Supplied data >>
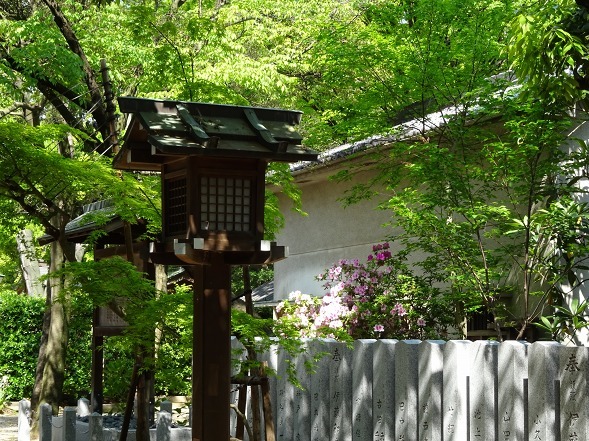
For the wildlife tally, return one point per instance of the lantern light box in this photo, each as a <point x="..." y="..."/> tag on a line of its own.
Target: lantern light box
<point x="212" y="159"/>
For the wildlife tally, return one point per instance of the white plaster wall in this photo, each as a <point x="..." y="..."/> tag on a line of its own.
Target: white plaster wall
<point x="329" y="233"/>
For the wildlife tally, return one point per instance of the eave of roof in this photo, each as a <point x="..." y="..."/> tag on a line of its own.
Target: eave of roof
<point x="405" y="131"/>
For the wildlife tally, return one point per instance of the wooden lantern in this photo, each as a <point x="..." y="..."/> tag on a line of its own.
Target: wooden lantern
<point x="212" y="159"/>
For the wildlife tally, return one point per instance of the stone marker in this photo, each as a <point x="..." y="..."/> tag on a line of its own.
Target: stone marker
<point x="319" y="390"/>
<point x="83" y="407"/>
<point x="95" y="427"/>
<point x="483" y="389"/>
<point x="431" y="365"/>
<point x="362" y="390"/>
<point x="69" y="424"/>
<point x="513" y="374"/>
<point x="406" y="404"/>
<point x="383" y="390"/>
<point x="454" y="406"/>
<point x="270" y="357"/>
<point x="302" y="397"/>
<point x="340" y="388"/>
<point x="543" y="370"/>
<point x="284" y="399"/>
<point x="166" y="406"/>
<point x="573" y="393"/>
<point x="45" y="422"/>
<point x="163" y="426"/>
<point x="24" y="427"/>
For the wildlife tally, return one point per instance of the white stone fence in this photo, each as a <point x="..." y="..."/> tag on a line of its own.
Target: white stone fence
<point x="67" y="426"/>
<point x="388" y="390"/>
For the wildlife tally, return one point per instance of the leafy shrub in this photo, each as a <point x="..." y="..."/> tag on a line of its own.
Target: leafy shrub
<point x="21" y="318"/>
<point x="377" y="299"/>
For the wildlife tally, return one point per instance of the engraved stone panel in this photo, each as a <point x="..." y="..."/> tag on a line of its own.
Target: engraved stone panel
<point x="319" y="392"/>
<point x="340" y="387"/>
<point x="454" y="407"/>
<point x="543" y="360"/>
<point x="362" y="390"/>
<point x="573" y="393"/>
<point x="483" y="390"/>
<point x="513" y="372"/>
<point x="431" y="364"/>
<point x="406" y="390"/>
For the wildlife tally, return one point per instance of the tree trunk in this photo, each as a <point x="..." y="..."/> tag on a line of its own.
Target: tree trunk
<point x="54" y="365"/>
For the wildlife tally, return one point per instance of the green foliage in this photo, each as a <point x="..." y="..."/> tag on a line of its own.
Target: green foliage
<point x="488" y="210"/>
<point x="377" y="299"/>
<point x="566" y="321"/>
<point x="548" y="47"/>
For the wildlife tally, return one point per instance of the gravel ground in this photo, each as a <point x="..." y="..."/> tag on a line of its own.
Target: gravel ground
<point x="8" y="428"/>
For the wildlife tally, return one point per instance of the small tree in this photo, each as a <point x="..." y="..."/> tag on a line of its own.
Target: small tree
<point x="488" y="210"/>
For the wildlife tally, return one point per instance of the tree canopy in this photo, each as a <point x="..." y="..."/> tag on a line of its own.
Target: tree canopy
<point x="356" y="68"/>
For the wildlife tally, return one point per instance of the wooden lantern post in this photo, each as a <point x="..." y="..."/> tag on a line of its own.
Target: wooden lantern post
<point x="212" y="160"/>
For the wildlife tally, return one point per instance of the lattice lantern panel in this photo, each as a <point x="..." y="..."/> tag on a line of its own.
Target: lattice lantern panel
<point x="225" y="204"/>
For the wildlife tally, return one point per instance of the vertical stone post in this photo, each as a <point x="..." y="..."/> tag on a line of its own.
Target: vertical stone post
<point x="302" y="397"/>
<point x="340" y="388"/>
<point x="284" y="399"/>
<point x="483" y="390"/>
<point x="95" y="427"/>
<point x="455" y="399"/>
<point x="513" y="373"/>
<point x="45" y="420"/>
<point x="383" y="390"/>
<point x="543" y="361"/>
<point x="406" y="387"/>
<point x="362" y="378"/>
<point x="319" y="392"/>
<point x="431" y="365"/>
<point x="573" y="365"/>
<point x="164" y="426"/>
<point x="69" y="424"/>
<point x="166" y="406"/>
<point x="24" y="427"/>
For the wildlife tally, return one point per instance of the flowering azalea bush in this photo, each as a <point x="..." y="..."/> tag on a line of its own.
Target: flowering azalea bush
<point x="380" y="298"/>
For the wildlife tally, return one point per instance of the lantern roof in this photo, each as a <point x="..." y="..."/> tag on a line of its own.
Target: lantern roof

Written exercise >>
Output exactly the lines between the one containing "of the flowering" and the final line above, both inclusive.

The result >>
For the wildlife tally, return one point per instance of the flowering azalea bush in this photo, each as a <point x="..." y="..."/> tag on a line of its own.
Target: flowering azalea bush
<point x="380" y="298"/>
For the wildlife tally, return one point per instance of the lantern roof in this photo, each as a <point x="..." y="..."/> tag on a line of its own.
Target: lantern roof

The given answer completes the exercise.